Exercise aim: Copy every line that holds the string "dress" from the data below.
::: Working data
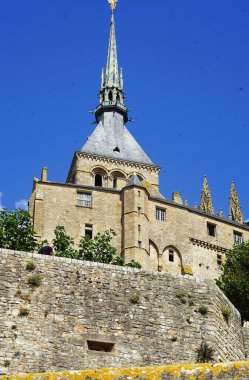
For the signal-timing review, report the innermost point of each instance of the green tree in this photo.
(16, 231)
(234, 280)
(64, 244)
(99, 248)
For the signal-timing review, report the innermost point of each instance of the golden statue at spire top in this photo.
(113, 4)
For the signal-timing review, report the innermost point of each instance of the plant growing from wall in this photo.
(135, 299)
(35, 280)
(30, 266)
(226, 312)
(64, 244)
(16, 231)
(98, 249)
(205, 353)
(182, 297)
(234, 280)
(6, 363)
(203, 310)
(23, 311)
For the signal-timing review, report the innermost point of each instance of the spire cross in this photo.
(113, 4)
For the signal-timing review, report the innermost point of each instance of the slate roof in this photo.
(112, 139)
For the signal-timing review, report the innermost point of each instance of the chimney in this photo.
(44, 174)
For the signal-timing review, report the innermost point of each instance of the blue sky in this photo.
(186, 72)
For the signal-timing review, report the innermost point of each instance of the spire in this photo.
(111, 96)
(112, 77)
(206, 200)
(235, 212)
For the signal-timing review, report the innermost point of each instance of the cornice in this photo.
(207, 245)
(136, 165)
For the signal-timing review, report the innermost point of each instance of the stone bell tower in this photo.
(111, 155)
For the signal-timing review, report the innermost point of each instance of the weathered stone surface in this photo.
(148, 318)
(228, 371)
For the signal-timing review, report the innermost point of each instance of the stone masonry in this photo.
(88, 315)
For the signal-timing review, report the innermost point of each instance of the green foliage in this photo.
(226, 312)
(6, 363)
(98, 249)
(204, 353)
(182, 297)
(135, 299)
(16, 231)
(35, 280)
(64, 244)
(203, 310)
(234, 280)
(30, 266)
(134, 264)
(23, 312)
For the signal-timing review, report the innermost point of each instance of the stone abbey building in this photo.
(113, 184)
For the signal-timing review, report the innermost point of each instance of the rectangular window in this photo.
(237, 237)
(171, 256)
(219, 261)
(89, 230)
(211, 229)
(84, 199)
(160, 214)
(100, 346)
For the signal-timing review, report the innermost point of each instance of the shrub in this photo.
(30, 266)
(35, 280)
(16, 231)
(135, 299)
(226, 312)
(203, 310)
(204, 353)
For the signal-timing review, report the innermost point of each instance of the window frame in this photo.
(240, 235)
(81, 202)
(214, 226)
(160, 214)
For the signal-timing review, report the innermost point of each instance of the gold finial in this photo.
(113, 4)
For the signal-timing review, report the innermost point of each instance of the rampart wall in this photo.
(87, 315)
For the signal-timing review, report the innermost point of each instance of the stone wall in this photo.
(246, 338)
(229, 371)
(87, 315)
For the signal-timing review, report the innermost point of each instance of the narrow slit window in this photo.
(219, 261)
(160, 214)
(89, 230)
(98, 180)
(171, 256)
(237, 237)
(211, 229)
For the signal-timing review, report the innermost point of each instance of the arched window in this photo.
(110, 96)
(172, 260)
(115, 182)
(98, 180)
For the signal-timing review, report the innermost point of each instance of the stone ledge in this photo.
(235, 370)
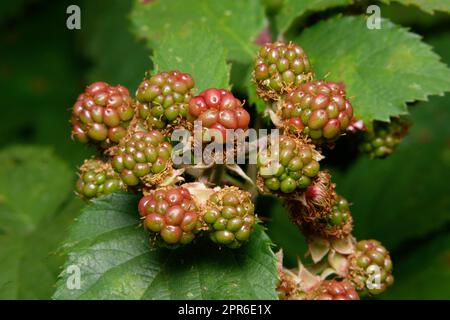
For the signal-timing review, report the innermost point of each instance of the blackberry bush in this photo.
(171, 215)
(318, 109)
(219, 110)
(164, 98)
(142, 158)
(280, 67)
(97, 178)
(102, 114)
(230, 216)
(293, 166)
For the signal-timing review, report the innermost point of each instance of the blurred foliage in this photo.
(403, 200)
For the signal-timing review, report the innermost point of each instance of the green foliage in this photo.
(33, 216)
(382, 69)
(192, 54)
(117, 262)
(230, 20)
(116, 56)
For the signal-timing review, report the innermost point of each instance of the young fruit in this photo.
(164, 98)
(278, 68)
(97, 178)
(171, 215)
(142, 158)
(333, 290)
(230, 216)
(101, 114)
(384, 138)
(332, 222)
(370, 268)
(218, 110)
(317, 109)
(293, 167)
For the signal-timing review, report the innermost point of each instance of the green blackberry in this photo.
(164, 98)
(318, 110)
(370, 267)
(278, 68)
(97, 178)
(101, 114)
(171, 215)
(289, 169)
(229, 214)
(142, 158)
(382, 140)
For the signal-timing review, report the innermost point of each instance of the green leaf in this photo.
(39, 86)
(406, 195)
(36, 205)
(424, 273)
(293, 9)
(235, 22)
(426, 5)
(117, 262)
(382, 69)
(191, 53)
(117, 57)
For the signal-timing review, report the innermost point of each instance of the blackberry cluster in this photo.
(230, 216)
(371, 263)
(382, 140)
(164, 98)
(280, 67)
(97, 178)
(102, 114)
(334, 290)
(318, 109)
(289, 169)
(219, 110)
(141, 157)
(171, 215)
::::::
::: Working data
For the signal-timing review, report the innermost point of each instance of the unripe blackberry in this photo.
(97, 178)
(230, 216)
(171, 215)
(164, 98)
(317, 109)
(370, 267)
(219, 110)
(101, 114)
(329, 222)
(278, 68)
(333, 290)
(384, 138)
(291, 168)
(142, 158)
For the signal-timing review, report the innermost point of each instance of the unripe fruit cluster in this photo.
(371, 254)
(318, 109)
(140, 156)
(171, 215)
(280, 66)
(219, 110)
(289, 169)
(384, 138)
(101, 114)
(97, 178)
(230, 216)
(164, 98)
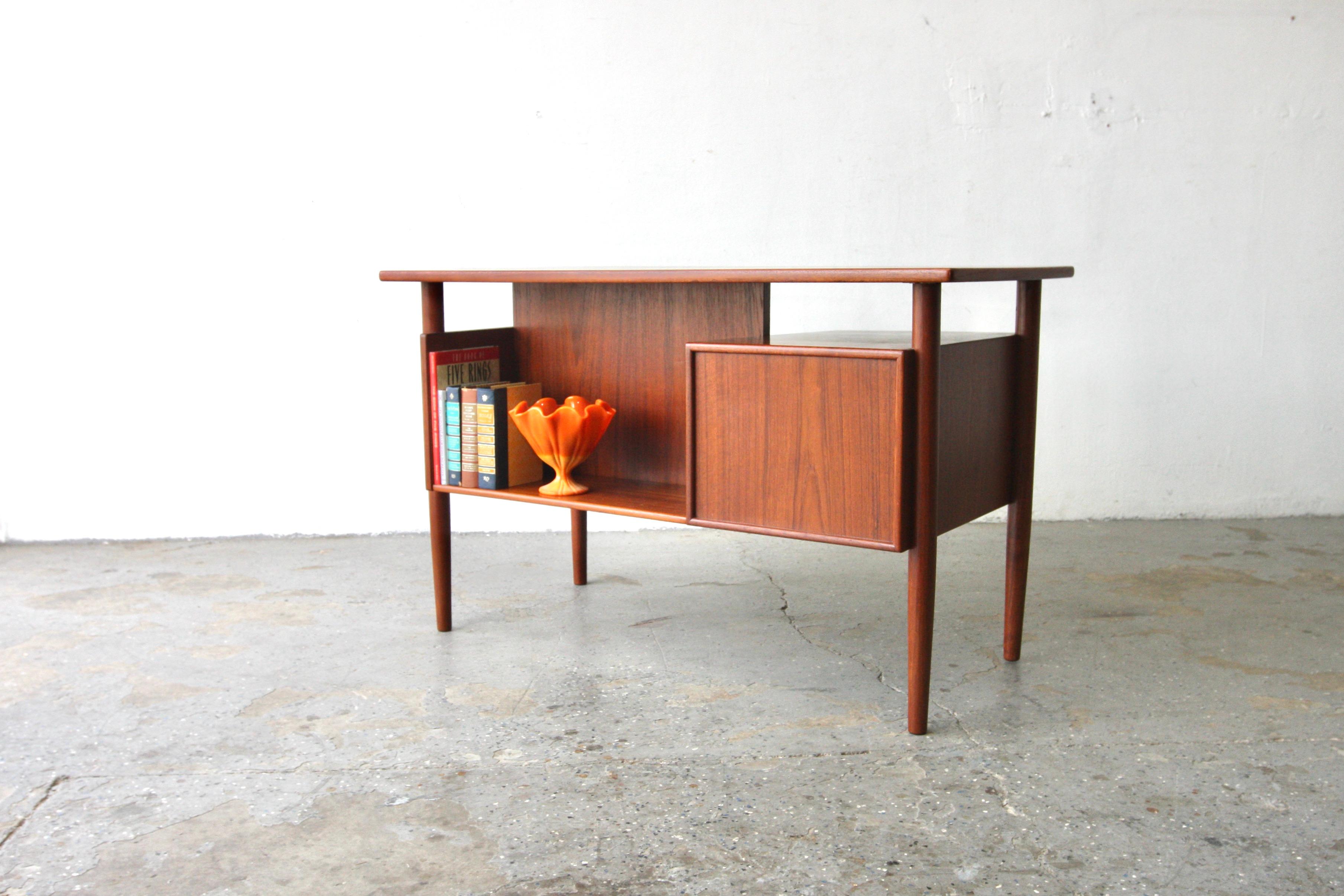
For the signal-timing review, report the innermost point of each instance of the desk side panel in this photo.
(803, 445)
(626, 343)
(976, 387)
::::::
::: Working data
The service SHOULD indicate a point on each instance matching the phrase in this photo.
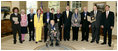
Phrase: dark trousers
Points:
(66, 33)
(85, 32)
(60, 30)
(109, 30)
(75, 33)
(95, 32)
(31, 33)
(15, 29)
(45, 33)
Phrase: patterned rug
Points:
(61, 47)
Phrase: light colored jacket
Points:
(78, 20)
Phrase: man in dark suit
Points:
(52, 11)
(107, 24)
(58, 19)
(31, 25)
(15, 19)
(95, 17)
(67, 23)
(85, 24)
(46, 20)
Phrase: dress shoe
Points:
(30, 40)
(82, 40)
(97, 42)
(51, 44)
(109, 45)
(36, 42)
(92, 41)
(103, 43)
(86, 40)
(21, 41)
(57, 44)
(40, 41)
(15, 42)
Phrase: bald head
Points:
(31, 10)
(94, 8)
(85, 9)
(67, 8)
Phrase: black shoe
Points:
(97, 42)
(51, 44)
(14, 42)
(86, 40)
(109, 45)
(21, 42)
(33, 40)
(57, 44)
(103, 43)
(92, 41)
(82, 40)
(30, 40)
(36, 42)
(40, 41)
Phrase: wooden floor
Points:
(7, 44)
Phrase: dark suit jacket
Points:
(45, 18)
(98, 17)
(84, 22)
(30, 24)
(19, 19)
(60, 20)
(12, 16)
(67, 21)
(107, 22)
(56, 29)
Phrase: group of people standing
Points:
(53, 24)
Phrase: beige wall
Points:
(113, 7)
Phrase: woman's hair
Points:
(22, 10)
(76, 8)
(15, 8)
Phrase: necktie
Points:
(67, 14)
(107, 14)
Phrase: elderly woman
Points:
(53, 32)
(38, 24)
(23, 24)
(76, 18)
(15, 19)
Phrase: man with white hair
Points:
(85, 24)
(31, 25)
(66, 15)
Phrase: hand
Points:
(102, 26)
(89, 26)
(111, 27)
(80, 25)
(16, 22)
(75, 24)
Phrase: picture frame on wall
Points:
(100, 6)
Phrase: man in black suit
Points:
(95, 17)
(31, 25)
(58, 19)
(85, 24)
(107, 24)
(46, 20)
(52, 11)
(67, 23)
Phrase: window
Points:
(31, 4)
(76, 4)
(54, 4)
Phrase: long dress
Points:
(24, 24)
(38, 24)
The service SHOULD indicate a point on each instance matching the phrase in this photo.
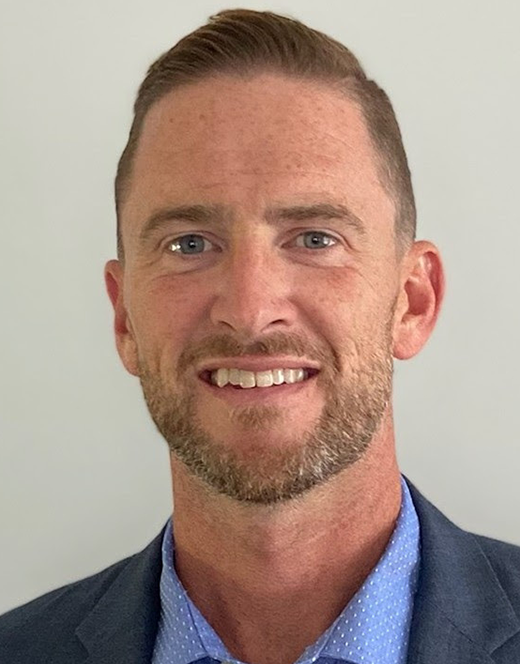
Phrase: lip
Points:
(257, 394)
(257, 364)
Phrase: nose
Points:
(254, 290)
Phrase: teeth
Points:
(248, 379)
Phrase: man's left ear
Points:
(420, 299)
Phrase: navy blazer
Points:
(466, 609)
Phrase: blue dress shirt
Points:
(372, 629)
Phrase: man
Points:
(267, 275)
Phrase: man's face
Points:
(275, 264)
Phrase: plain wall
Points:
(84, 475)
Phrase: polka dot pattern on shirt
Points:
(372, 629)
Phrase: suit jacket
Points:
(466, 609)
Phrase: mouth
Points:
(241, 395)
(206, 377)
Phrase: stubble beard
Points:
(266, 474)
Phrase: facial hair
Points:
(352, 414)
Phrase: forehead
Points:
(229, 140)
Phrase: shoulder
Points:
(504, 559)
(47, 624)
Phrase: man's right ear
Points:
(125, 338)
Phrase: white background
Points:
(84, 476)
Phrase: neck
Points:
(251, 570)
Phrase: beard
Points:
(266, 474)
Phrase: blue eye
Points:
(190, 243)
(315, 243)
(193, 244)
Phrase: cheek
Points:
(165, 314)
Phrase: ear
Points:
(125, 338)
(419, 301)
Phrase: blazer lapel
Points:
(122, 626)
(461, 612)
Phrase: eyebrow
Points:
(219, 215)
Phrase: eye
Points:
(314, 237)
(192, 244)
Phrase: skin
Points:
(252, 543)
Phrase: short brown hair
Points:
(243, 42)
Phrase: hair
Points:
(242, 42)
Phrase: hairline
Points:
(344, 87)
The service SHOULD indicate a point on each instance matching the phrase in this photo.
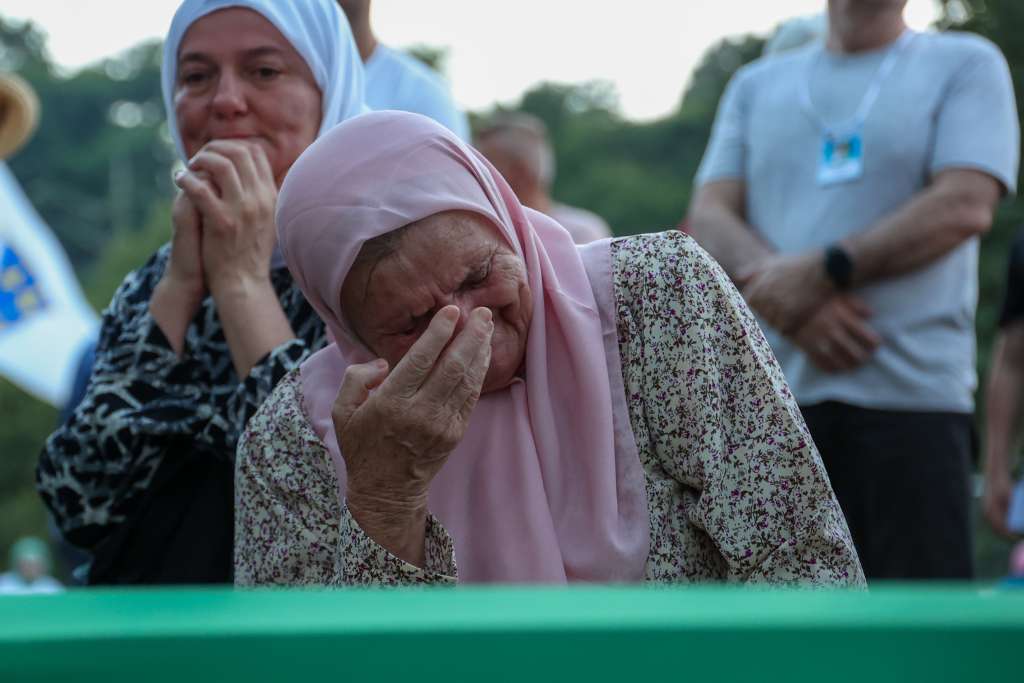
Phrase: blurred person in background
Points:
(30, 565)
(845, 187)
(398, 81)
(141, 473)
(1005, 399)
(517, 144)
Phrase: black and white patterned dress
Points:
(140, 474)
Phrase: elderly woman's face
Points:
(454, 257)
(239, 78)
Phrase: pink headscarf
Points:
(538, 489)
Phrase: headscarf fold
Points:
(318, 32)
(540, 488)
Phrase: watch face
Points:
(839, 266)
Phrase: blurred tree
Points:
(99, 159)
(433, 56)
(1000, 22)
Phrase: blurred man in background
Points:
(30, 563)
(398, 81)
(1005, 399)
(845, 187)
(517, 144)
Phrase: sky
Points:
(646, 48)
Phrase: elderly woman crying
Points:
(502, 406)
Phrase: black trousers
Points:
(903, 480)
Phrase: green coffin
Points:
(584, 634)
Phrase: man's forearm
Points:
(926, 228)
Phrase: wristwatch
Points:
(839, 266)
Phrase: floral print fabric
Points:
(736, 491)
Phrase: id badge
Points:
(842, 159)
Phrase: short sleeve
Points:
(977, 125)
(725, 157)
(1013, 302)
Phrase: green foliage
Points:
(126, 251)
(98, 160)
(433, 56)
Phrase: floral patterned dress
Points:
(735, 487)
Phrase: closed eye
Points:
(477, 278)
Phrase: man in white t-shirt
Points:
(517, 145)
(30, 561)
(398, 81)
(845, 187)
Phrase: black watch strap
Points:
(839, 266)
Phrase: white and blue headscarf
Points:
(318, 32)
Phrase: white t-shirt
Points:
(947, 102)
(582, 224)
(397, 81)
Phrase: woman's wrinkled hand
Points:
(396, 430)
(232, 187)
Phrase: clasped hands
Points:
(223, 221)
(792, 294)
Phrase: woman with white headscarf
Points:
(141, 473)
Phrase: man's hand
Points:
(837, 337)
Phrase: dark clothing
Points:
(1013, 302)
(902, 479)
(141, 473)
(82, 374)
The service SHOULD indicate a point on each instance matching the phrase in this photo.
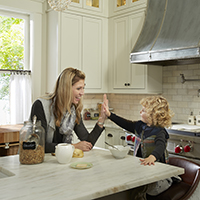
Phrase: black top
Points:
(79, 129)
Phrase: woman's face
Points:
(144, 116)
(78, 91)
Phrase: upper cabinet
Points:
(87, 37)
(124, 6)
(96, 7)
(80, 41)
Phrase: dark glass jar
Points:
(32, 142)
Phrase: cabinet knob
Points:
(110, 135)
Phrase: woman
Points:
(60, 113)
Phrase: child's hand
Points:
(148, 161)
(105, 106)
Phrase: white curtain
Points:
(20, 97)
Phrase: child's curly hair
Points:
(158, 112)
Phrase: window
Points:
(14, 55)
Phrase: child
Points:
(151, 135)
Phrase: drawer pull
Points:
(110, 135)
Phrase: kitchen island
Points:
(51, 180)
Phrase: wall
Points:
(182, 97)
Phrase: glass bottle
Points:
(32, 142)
::::::
Solution for this problem:
Phrase: dress shoe
Phrase: long dress
Phrase: blue dress shirt
Phrase: black and white patterned dress
Phrase: floral patterned dress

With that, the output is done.